* [Objective]
Answer these questions from the forum thread on tree stand gear below:
1. About how deep is the triangular pouch described at the start?
2. What did the front belt bag cost at WalMart?
3. Once up in the tree, what does kirch86 clip the fanny pack around?

I made a triangular pouch that folds up and down. May not even call it a pouch. It has an open top and the pouch itself is about 6" deep. You can't carry/store your thing in it, but when you get set up you can put a grunt call, can, phone, soda, and crackers in it. All at your fingertips with no zippers.


----------



## kens (May 27, 2003)

Garvinbassman I really like my new viper. Light, built very well. The seat is very comfortable. I'm on vacation starting Monday so I will post more after I have an all day hunt in the viper.


----------



## garvinbassman (Oct 24, 2007)

sounds good ken i curently sit in ladder stands and hang ons all from the sportsman guide and after about 2 hours it turns into a mental game. Mental as in can my butt tolorate this pain any longer. The regular viper is great but i like the idea of sitting up higher in the seat and some pounds shaved off.


----------



## Logjamb (May 14, 2008)

Hope you don't have any copy rights there Kens. I just got back from WalMart and my Goliath looks just like your Viper. Side bags were $6.97 each and front belt bag was $7.97. This was just the thing I was looking for to rid myself of the backpack when using my climber.


----------



## kirch86 (Feb 15, 2011)

I just use a fanny pack, clip it around the armrests of the stand when hiking in, then once up in the tree I clip it around the tree


----------



## kens (May 27, 2003)

Logjamb no copy rights here. Don't forget the third hand bow holder, works like a champ.


----------

Labeled-object pointing entries:
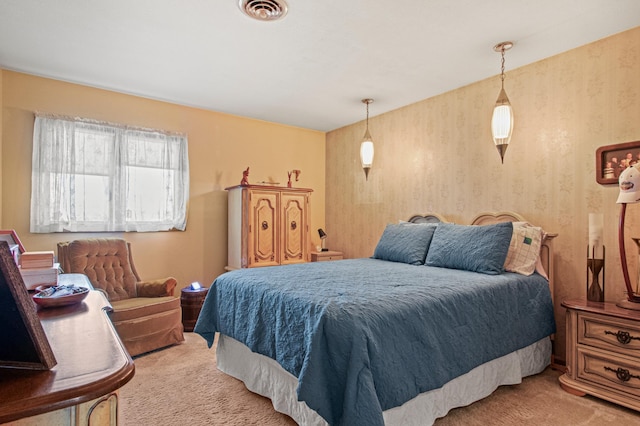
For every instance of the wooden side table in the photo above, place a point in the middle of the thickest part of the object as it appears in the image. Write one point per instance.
(82, 389)
(191, 302)
(603, 352)
(324, 256)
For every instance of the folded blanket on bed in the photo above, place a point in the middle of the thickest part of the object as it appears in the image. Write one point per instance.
(366, 335)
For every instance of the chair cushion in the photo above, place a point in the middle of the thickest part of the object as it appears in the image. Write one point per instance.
(105, 261)
(156, 288)
(138, 307)
(145, 324)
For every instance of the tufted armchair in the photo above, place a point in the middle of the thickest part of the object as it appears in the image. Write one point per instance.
(146, 314)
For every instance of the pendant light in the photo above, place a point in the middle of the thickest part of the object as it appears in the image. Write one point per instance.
(366, 147)
(502, 120)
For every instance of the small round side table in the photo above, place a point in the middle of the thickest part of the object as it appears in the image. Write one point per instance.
(191, 302)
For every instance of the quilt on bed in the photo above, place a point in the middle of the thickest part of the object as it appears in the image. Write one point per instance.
(366, 335)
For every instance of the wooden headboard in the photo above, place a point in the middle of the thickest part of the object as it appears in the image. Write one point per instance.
(546, 251)
(427, 218)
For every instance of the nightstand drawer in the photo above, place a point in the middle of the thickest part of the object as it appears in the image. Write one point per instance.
(609, 334)
(611, 371)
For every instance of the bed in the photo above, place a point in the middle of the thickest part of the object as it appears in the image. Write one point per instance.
(399, 338)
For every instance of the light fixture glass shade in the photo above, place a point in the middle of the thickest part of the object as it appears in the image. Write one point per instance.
(366, 153)
(502, 123)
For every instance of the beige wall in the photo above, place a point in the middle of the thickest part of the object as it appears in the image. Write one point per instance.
(221, 146)
(437, 155)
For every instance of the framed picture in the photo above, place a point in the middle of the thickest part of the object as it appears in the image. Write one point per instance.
(611, 160)
(10, 236)
(25, 342)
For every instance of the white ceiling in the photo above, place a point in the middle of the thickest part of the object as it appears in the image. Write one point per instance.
(310, 69)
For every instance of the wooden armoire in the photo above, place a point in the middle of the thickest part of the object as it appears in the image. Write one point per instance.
(268, 225)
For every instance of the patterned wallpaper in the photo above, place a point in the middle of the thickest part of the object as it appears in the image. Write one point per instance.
(437, 155)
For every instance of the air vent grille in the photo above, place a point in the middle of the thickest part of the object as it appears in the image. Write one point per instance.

* [Completed task]
1. About 6 inches.
2. $7.97.
3. The tree.